↓
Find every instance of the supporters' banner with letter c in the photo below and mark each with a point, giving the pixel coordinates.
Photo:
↑
↓
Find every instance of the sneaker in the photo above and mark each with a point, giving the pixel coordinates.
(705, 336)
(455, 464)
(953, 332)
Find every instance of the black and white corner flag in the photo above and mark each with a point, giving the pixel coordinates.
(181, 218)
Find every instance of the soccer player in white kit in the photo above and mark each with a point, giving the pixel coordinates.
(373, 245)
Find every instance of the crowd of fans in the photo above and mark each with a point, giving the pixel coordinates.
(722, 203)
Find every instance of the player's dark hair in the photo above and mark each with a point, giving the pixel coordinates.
↑
[Problem to work on]
Retype only this portion of the data above: the line containing "Find every instance of the sneaker", the line containing "Find every instance of the player's", and all lines between them, exactly.

[Final answer]
Find every instance of the sneaker in the photo above and mark each with a point, giving the pixel coordinates.
(705, 336)
(455, 464)
(953, 332)
Find every instance of the black and white corner flag in the photo above and mark each with a point, giving the pixel coordinates.
(181, 218)
Find every instance of the soccer player in white kit in the photo above and mark each with a point, giving the pixel coordinates.
(373, 245)
Find every instance of the crowd of fans in the photo above and mark each with a point, giving the pixel coordinates.
(722, 203)
Find every instance of the player's dark hair in the photo above and mark each with a point, giving the pixel coordinates.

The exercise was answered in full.